> Data listing
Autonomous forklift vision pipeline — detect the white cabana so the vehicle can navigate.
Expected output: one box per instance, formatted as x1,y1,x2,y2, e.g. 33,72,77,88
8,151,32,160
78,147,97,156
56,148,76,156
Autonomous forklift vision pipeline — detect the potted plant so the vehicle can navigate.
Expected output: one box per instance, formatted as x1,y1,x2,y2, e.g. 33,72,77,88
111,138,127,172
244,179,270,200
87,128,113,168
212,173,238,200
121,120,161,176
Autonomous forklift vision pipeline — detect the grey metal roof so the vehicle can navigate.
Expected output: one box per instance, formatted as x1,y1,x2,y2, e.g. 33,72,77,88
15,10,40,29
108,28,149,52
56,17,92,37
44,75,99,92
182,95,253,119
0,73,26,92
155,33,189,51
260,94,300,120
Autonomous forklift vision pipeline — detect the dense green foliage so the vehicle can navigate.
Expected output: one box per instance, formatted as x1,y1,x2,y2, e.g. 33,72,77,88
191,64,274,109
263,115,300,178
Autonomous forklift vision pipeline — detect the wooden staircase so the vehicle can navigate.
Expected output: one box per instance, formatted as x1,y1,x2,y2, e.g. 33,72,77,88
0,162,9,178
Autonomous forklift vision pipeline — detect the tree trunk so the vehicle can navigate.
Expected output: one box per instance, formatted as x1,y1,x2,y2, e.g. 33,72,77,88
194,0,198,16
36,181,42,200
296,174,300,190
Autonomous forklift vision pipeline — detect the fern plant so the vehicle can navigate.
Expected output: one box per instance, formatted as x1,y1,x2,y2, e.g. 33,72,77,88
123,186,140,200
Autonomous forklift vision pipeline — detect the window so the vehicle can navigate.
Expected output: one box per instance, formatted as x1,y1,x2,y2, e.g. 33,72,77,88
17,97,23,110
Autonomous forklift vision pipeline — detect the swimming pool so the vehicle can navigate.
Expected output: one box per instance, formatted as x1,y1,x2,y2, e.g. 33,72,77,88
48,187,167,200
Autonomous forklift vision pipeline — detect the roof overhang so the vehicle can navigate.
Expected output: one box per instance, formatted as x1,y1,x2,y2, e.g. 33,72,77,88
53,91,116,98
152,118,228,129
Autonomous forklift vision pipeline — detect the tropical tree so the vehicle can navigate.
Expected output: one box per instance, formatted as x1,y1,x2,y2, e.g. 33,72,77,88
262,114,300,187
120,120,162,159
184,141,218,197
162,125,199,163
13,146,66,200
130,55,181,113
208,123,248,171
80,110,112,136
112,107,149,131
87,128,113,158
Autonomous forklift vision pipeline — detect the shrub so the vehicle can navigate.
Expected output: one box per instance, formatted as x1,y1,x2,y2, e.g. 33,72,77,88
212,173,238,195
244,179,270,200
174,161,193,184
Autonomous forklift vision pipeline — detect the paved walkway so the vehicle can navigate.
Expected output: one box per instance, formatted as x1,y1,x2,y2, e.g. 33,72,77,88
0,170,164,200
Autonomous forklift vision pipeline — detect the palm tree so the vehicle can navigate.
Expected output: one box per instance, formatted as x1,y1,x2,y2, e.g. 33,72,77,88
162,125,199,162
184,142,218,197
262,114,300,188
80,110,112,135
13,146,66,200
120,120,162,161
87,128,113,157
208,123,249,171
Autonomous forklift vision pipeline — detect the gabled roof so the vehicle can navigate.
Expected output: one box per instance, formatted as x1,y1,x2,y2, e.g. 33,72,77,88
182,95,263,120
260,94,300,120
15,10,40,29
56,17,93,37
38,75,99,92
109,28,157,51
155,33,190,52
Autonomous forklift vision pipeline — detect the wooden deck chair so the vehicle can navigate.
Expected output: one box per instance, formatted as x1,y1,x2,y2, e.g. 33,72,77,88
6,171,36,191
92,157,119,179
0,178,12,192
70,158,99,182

> Exercise
Extract every line of the records above that contains the word "plant", and copy each such line in full.

> Finished task
Autonomous forklift vision pipeline — detect the potted plant so the vehicle can navigate.
Autonomous forklift vision pipeline — detect the fern plant so the vehicle can navigate.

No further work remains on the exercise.